### [Requirement]
Put every line of the rows below into a Markdown table with the columns Num and Line, giving each line its own number. Skip blank lines and leave the pictures out.

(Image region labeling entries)
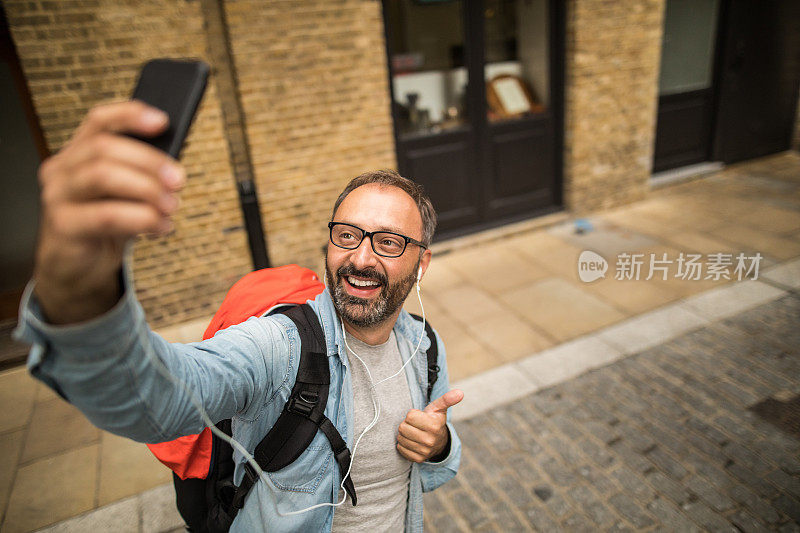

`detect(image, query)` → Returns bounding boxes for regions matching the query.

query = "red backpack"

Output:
[147,265,325,479]
[147,265,439,533]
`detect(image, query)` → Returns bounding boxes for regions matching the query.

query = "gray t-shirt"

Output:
[333,331,412,533]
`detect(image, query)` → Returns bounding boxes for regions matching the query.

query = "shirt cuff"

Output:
[13,267,144,370]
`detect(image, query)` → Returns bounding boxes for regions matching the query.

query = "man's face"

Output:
[325,184,431,328]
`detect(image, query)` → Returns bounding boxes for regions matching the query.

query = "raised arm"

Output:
[18,102,287,442]
[34,101,185,324]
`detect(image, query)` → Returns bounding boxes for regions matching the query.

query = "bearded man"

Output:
[18,101,463,532]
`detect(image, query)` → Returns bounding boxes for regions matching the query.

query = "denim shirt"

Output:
[16,272,461,532]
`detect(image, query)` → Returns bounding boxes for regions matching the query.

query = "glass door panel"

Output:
[484,0,550,122]
[658,0,719,96]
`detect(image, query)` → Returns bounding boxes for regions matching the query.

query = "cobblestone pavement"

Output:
[425,293,800,532]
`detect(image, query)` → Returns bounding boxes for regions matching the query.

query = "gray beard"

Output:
[325,259,417,328]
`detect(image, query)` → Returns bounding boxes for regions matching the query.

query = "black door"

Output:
[714,0,800,163]
[653,0,719,172]
[384,0,563,238]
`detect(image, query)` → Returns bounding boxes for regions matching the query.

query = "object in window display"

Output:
[486,74,544,121]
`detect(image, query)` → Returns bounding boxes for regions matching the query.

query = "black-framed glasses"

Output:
[328,222,427,257]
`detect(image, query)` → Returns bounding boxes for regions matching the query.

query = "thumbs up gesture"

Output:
[397,389,464,463]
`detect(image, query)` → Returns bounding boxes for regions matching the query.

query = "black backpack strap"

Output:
[233,304,356,509]
[409,313,439,403]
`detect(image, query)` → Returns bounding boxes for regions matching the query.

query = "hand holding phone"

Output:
[34,60,208,324]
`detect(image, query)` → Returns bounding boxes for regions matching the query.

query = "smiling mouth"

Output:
[343,276,383,297]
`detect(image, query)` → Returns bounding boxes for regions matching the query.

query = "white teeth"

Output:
[347,276,380,287]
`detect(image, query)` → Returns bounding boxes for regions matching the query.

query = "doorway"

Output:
[714,0,800,163]
[653,0,800,172]
[0,5,47,368]
[383,0,564,239]
[653,0,719,172]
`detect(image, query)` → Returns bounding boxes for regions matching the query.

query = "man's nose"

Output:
[351,237,378,270]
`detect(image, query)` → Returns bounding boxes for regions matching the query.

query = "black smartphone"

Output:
[132,59,210,159]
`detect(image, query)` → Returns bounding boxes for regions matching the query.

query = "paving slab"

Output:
[425,289,800,532]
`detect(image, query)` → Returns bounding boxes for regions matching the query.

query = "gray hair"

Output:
[331,170,436,246]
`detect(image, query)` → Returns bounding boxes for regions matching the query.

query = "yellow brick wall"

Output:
[225,0,396,269]
[564,0,664,213]
[4,0,664,327]
[4,0,250,327]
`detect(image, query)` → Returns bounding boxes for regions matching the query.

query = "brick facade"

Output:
[4,0,250,327]
[564,0,664,213]
[225,0,396,269]
[5,0,724,327]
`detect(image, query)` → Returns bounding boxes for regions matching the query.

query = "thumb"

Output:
[425,389,464,414]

### [Answer below]
| Num | Line |
|---|---|
| 1 | `detect(image, query)` → Returns bounding boxes for regions matching the query. |
| 2 | query = "red backpack" |
| 3 | Output: |
| 4 | [147,265,325,479] |
| 5 | [147,265,439,533] |
| 6 | `detect(image, query)` → Returns bounding boxes for regions matching the query. |
| 7 | query = "gray t-shirt" |
| 8 | Output: |
| 9 | [333,331,412,533] |
| 10 | `detect(image, query)` → Returns bounding boxes for regions matching the query. |
| 11 | query = "shirt cuff" |
| 12 | Output: |
| 13 | [13,267,144,370] |
| 14 | `detect(image, query)` → Returns bounding boxes for regions matching the query. |
| 15 | query = "man's face" |
| 16 | Output: |
| 17 | [325,184,431,328] |
| 18 | `detect(image, query)` → Returns bounding boxes for regions matching the query. |
| 19 | query = "raised arm" |
| 20 | Output: |
| 21 | [18,102,287,442] |
| 22 | [34,101,185,324] |
| 23 | `detect(image, query)` → Returns bounding boxes for regions matching the query. |
| 24 | query = "bearded man" |
| 25 | Output: |
| 26 | [18,101,463,532] |
| 27 | `detect(image, query)` → Returns bounding boxes for regions matching the query. |
| 28 | query = "denim shirt" |
| 29 | Output: |
| 30 | [16,272,461,532] |
| 31 | `detect(image, query)` → Returns bounding boxes for regions matching the query. |
| 32 | query = "glass door panel" |
| 33 | Output: |
| 34 | [484,0,550,122] |
| 35 | [658,0,719,96] |
| 36 | `detect(image, query)` → Returns bounding boxes for regions matching the query. |
| 37 | query = "cobblestone pavement" |
| 38 | Output: |
| 39 | [425,293,800,532] |
| 40 | `detect(image, query)` → Returns bounding boxes for regions matching the query. |
| 41 | query = "gray beard" |
| 42 | Output: |
| 43 | [325,259,417,328] |
| 44 | `detect(image, query)` → Returns bounding boxes for regions matching the query. |
| 45 | query = "black door" |
| 46 | Output: |
| 47 | [714,0,800,163] |
| 48 | [653,0,719,172] |
| 49 | [384,0,563,238] |
| 50 | `detect(image, query)` → Returns bounding boxes for regions matching the query. |
| 51 | query = "object in window display" |
| 52 | Output: |
| 53 | [486,74,544,121] |
| 54 | `detect(image, query)` → Returns bounding boxes for regions matching the query. |
| 55 | query = "black-framed glasses" |
| 56 | Output: |
| 57 | [328,222,427,257] |
| 58 | `detect(image, query)` → Returns bounding boxes for regions matching the query. |
| 59 | query = "thumbs up gesture" |
| 60 | Output: |
| 61 | [397,389,464,463] |
| 62 | `detect(image, query)` → Returns bounding boxes for regions matching the query. |
| 63 | query = "black backpack strap" |
| 64 | Output: |
| 65 | [233,304,356,509] |
| 66 | [409,313,439,403] |
| 67 | `detect(image, query)` → Returns bounding boxes for regions matching the query. |
| 68 | query = "hand holding phone" |
| 69 | Output: |
| 70 | [34,60,208,324] |
| 71 | `detect(image, query)` → Returns bounding boxes for regions matching the query. |
| 72 | query = "smiling mouth" |
| 73 | Output: |
| 74 | [343,276,383,297] |
| 75 | `detect(image, query)` → Returns bounding boxes for regions matching the query. |
| 76 | query = "white teeth" |
| 77 | Output: |
| 78 | [347,276,380,287] |
| 79 | `detect(image, query)` → Returns bounding boxes for regions matching the query. |
| 80 | query = "doorway" |
| 81 | Output: |
| 82 | [714,0,800,163] |
| 83 | [653,0,800,172] |
| 84 | [0,5,47,368] |
| 85 | [383,0,564,239] |
| 86 | [653,0,719,172] |
| 87 | `detect(image, query)` → Returns bounding boxes for regions matching the query. |
| 88 | query = "man's nose" |
| 89 | Output: |
| 90 | [351,237,378,270] |
| 91 | `detect(image, query)` → Returns bounding boxes for regions matching the query. |
| 92 | query = "black smartphone" |
| 93 | Output: |
| 94 | [132,59,210,159] |
| 95 | `detect(image, query)` → Returns bounding boxes for regions matching the query. |
| 96 | query = "paving slab" |
| 97 | Output: |
| 98 | [425,289,800,532] |
| 99 | `detect(image, query)` → Returns bounding boxes for regions matching the query. |
| 100 | query = "gray hair" |
| 101 | Output: |
| 102 | [331,170,436,246] |
| 103 | `detect(image, query)` → Returns bounding boxes for regions matching the query. |
| 104 | query = "yellow brick wall" |
| 105 | Output: |
| 106 | [225,0,396,269] |
| 107 | [564,0,664,213] |
| 108 | [4,0,664,327] |
| 109 | [4,0,250,327] |
| 110 | `detect(image, query)` → Returns bounding boxes for regions matching the query. |
| 111 | query = "brick facade" |
| 112 | Output: |
| 113 | [4,0,250,327] |
| 114 | [564,0,664,213] |
| 115 | [225,0,396,269] |
| 116 | [5,0,724,327] |
| 117 | `detect(image, query)` → Returns bounding boxes for regions matching the query. |
| 118 | query = "thumb" |
| 119 | Output: |
| 120 | [425,389,464,414] |